What you are asked to do: Could you return only the lines that run from the line with "Where can you see the tufted" through the final line of the data, exactly as they stand?

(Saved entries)
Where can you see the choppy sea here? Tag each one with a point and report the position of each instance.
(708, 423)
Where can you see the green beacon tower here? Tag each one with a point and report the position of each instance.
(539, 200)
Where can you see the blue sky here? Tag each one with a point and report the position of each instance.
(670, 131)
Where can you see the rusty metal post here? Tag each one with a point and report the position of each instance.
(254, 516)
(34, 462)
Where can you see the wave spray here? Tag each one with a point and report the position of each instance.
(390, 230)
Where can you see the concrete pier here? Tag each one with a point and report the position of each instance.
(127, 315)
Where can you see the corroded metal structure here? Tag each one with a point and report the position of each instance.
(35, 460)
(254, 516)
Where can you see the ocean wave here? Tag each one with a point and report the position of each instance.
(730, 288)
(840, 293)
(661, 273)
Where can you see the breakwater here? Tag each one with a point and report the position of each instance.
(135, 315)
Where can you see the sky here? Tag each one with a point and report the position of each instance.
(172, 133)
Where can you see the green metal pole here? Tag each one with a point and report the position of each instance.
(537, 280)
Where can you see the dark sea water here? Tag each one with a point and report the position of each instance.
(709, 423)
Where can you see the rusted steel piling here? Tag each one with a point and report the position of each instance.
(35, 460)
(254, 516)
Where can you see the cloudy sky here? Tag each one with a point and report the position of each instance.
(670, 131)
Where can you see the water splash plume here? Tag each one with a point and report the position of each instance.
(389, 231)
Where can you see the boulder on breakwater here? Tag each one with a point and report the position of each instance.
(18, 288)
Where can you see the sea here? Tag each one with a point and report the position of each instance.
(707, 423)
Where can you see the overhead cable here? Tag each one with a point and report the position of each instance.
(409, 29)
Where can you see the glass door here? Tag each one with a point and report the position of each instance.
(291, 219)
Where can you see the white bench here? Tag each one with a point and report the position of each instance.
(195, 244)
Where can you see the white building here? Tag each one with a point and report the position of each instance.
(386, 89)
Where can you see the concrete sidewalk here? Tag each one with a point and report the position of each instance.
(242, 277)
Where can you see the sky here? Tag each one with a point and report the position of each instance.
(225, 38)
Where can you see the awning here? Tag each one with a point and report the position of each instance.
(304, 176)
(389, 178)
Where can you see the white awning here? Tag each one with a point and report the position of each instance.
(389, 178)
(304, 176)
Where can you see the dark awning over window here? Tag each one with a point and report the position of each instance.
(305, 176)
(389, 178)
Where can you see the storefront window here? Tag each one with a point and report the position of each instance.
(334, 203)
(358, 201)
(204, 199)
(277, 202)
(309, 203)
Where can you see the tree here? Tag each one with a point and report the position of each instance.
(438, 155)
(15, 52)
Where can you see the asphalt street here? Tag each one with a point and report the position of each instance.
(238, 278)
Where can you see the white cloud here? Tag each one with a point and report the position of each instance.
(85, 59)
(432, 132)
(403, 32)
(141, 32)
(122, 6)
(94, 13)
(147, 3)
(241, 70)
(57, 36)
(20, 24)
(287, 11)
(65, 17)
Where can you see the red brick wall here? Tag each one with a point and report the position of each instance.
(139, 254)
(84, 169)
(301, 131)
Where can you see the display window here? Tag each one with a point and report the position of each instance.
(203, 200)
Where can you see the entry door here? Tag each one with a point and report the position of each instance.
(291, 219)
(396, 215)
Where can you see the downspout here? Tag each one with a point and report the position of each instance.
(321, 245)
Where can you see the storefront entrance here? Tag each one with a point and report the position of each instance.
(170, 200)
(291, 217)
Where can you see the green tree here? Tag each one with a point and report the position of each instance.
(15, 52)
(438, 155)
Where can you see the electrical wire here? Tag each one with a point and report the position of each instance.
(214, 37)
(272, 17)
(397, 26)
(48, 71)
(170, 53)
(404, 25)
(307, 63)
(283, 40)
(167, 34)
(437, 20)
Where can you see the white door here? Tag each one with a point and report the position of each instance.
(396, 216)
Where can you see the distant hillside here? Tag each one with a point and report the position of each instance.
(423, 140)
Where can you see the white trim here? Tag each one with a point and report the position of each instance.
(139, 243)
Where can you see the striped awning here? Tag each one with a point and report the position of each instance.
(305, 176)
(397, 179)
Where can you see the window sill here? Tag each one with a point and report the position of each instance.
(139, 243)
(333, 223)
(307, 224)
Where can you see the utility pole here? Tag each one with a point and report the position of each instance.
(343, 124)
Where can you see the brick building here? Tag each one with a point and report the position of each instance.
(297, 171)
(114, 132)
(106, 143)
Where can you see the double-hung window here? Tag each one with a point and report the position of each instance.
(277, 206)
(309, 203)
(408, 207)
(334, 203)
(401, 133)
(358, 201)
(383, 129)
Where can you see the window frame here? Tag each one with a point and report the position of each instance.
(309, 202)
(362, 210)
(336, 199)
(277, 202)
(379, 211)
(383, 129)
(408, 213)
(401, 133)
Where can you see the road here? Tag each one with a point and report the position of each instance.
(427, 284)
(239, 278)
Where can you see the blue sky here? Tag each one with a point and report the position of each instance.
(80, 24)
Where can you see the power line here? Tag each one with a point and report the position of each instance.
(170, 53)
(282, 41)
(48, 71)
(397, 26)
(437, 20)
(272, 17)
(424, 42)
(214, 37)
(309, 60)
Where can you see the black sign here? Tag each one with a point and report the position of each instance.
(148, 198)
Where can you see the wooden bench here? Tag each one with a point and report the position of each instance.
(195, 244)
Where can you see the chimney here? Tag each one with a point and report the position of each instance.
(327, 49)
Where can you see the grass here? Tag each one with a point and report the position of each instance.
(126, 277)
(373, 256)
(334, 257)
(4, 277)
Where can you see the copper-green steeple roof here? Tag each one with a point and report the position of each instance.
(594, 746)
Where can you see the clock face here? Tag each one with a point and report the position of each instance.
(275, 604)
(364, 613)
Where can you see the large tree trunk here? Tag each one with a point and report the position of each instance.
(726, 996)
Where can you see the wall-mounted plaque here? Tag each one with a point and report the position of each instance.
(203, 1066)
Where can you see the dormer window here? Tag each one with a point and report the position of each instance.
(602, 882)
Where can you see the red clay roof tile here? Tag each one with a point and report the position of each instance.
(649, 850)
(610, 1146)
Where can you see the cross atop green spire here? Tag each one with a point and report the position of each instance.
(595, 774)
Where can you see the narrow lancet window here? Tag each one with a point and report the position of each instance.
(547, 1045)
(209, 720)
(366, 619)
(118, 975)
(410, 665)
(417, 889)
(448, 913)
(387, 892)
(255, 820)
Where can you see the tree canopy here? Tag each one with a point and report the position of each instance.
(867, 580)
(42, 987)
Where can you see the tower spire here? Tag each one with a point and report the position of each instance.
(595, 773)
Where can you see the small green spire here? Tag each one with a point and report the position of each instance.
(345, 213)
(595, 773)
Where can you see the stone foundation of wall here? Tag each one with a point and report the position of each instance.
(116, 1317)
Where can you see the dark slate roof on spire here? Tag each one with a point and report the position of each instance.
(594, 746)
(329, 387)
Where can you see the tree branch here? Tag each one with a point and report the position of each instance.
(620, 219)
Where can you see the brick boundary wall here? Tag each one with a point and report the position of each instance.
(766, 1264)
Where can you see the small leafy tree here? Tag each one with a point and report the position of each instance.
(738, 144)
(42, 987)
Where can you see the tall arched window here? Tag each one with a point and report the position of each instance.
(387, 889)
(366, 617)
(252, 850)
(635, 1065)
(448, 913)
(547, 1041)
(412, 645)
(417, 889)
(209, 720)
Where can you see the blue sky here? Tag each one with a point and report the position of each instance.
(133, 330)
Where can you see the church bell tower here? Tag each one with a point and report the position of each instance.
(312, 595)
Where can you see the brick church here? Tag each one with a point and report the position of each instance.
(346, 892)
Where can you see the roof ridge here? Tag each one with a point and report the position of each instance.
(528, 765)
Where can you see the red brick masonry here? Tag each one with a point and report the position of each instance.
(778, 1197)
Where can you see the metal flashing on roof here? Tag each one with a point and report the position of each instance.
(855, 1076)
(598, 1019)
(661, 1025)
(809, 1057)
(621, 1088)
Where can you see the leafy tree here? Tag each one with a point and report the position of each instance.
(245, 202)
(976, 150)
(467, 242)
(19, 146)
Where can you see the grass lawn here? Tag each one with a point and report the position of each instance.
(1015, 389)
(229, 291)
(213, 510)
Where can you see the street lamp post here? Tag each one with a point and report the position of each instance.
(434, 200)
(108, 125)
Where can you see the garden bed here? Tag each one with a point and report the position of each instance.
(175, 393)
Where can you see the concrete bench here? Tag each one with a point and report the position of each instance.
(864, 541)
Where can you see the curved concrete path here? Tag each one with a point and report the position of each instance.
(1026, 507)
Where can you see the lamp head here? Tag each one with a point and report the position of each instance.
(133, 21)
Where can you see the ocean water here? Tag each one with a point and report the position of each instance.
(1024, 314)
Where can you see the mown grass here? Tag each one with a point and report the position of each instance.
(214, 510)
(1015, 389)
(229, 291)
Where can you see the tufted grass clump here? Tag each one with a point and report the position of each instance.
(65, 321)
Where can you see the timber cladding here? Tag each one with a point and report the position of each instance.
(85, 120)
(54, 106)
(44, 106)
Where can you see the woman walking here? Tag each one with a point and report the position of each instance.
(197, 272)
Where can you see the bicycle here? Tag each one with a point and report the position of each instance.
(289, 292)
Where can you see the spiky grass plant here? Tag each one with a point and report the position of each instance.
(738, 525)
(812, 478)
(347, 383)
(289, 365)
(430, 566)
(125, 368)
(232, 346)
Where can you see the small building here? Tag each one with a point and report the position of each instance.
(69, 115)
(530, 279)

Output of the task:
Where can you see the tufted grass clump here? Tag each one with a point and report the position of each instance.
(65, 321)
Where can you see the timber cladding here? Tag each one with a point and report the position of each instance.
(85, 120)
(54, 106)
(44, 106)
Where can you see the woman walking here? Tag each one with a point and report the position of each instance.
(197, 272)
Where can you see the bicycle here? Tag each one with a point and report the position of each instance.
(289, 292)
Where can you see the spiky grass plant here? Tag each one with a point and report the position of each instance.
(738, 525)
(812, 478)
(347, 383)
(289, 365)
(430, 566)
(125, 368)
(232, 346)
Where can you see the small building here? Tag each one with a point and report the position of each instance.
(69, 115)
(530, 279)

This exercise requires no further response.